┌─ SELECTED PASSAGE
# Example of how to use the new design program            
dec 2018        
Gabriel Besombes  
##    
#### We will use:
* reference file : "/output/genomic/plant/Actinidia/chinensis/CK51F3_01/Genome/Assembly/PS1/1.68.5/AllChromosomes/PS1.1.68.5.fasta"
* annotation file : "/output/genomic/plant/Actinidia/chinensis/Resequencing/Variants/PS1.1.68.5/52DiploidGenomes/Combined_diploidCK_basic_NS30_Q50_SAFR3_DP50_PAIR0.8_PS1.1.68.5_ann.vcf.gz"
#     
#        

In [1]:
%load_ext autoreload
%autoreload 2

## Imports:
---

Import python file from other directory in Jupyter:

In [2]:
%run "../design.py"

---
#    

## Creating a PrimerDesign object:
---

Without a target file and with default parameters

In [3]:
d = PrimerDesign(reference_file="/output/genomic/plant/Actinidia/chinensis/CK51F3_01/Genome/Assembly/PS1/1.68.5/AllChromosomes/PS1.1.68.5.fasta",
                 annotation_file="/output/genomic/plant/Actinidia/chinensis/Resequencing/Variants/PS1.1.68.5/52DiploidGenomes/Combined_diploidCK_basic_NS30_Q50_SAFR3_DP50_PAIR0.8_PS1.1.68.5_ann.vcf.gz",
                 description="PS1.1.68.5",
                 targets_file=None,
                 output_dir=None,
                 amplicon_size_range=None,
                 primer_size_range=None,
                 p3_globals=None)
└─
┌─ PROVIDED INFORMATION
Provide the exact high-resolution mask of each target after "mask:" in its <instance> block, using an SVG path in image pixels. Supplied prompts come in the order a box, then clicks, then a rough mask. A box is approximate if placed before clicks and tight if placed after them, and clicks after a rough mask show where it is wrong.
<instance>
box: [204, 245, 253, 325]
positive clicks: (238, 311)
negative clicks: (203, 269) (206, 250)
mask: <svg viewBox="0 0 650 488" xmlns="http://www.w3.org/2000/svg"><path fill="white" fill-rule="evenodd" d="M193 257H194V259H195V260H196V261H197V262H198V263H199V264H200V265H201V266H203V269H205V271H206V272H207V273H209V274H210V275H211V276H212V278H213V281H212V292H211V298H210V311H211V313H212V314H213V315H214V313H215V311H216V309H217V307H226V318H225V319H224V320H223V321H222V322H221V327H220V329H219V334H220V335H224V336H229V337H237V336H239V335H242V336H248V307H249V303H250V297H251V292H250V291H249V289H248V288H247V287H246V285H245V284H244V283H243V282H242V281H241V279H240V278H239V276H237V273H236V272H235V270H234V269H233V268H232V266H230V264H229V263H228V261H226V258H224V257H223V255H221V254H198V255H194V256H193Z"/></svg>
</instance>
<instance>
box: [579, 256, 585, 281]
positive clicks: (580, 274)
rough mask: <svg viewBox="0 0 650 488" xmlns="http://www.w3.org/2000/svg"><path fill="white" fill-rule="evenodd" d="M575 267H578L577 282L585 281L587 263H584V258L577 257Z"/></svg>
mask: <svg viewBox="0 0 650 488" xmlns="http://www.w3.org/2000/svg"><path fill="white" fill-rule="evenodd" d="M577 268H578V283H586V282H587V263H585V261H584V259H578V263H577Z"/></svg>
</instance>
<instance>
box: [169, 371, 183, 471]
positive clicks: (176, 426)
└─
REQUIRED WORK:
1. In the design program example, which command imports the Python file from another directory?
2. Continue the design program example from the point where it stops.

ANSWERS FOR THE EXERCISE:
1. %run "../design.py"

2.
---
#      

## Quick test design on a small region:
---

With auto you can do a quick design with default parameters.   
It will :
* Create targets in the specifyed region if no target file was given for the PrimerDesign object and output these in the output directory in a bed file called "targets.bed"
* Create a csv and a bed for the amplicons, same for the primers

In [4]:
d.auto(region={"CHR1":[[0, 2500], [5000, 7500]], "CHR2":[[0, 10000]]})

In [5]:
d.p3_out.head()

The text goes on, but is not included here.